The problem: Reproduce the rows below without changes, starting at the row that contains "find the gauge needle" and ending after the row that contains "(1189, 529)".

BEGIN

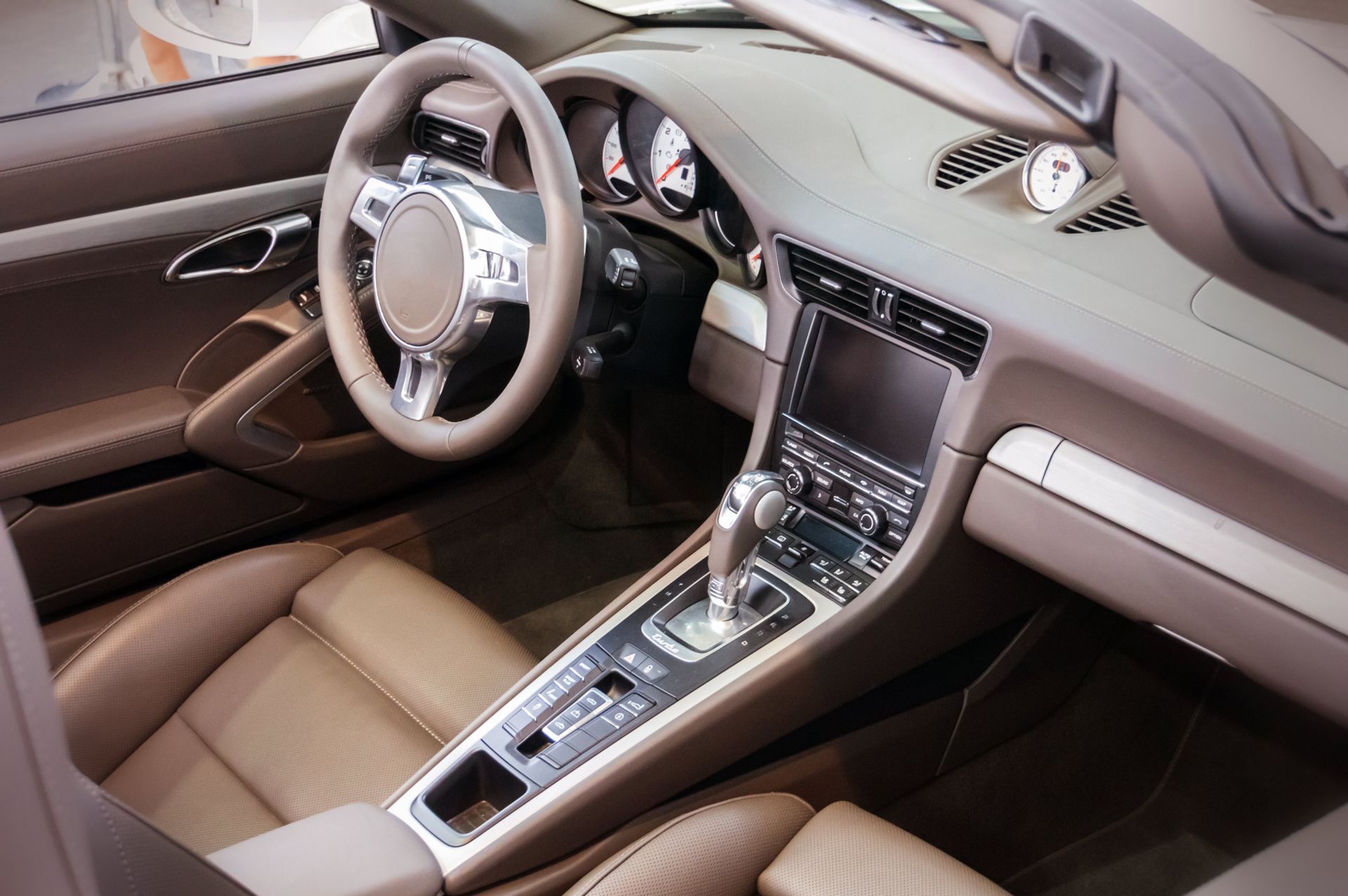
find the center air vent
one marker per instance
(788, 48)
(917, 319)
(975, 159)
(1116, 215)
(819, 278)
(449, 139)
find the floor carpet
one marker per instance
(1163, 770)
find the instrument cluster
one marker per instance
(638, 151)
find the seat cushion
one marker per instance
(716, 850)
(845, 849)
(775, 845)
(331, 694)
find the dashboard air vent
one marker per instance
(1116, 215)
(449, 139)
(944, 333)
(914, 318)
(975, 159)
(820, 278)
(789, 48)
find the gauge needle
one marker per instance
(680, 161)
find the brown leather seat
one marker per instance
(777, 845)
(277, 683)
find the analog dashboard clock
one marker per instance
(1053, 174)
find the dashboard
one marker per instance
(635, 152)
(1022, 268)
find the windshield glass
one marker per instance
(684, 8)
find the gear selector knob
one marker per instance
(754, 503)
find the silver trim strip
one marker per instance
(451, 857)
(1026, 452)
(736, 313)
(1189, 529)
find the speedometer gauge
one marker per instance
(1052, 176)
(673, 166)
(615, 165)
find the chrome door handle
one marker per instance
(249, 249)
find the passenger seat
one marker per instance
(777, 845)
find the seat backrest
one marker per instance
(60, 833)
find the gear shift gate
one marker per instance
(685, 617)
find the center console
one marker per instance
(855, 441)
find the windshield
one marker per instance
(684, 8)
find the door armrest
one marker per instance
(93, 438)
(350, 850)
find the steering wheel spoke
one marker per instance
(374, 202)
(421, 379)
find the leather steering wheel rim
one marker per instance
(553, 271)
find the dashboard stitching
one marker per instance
(1062, 301)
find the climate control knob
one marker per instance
(873, 522)
(798, 481)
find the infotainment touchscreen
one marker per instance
(880, 397)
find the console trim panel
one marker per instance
(452, 857)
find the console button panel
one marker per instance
(615, 686)
(845, 487)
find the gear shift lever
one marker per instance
(754, 503)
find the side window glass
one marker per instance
(64, 51)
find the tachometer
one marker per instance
(615, 165)
(673, 166)
(1052, 176)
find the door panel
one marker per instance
(105, 364)
(99, 322)
(201, 138)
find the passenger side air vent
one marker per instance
(820, 278)
(914, 318)
(449, 139)
(975, 159)
(1116, 215)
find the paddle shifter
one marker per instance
(754, 503)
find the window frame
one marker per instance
(190, 84)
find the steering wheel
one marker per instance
(447, 255)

END

Task answer:
find the gauge needle
one marker per instance
(680, 161)
find the brown leather seat
one marker per instance
(777, 845)
(277, 683)
find the analog dashboard clock
one marker per instance
(1053, 174)
find the dashboard
one marker per instance
(635, 152)
(1022, 268)
find the windshield glass
one marker per instance
(684, 8)
find the gear selector knob
one marker per instance
(754, 503)
find the silver trim strip
one marker per instance
(451, 857)
(1026, 452)
(736, 313)
(1189, 529)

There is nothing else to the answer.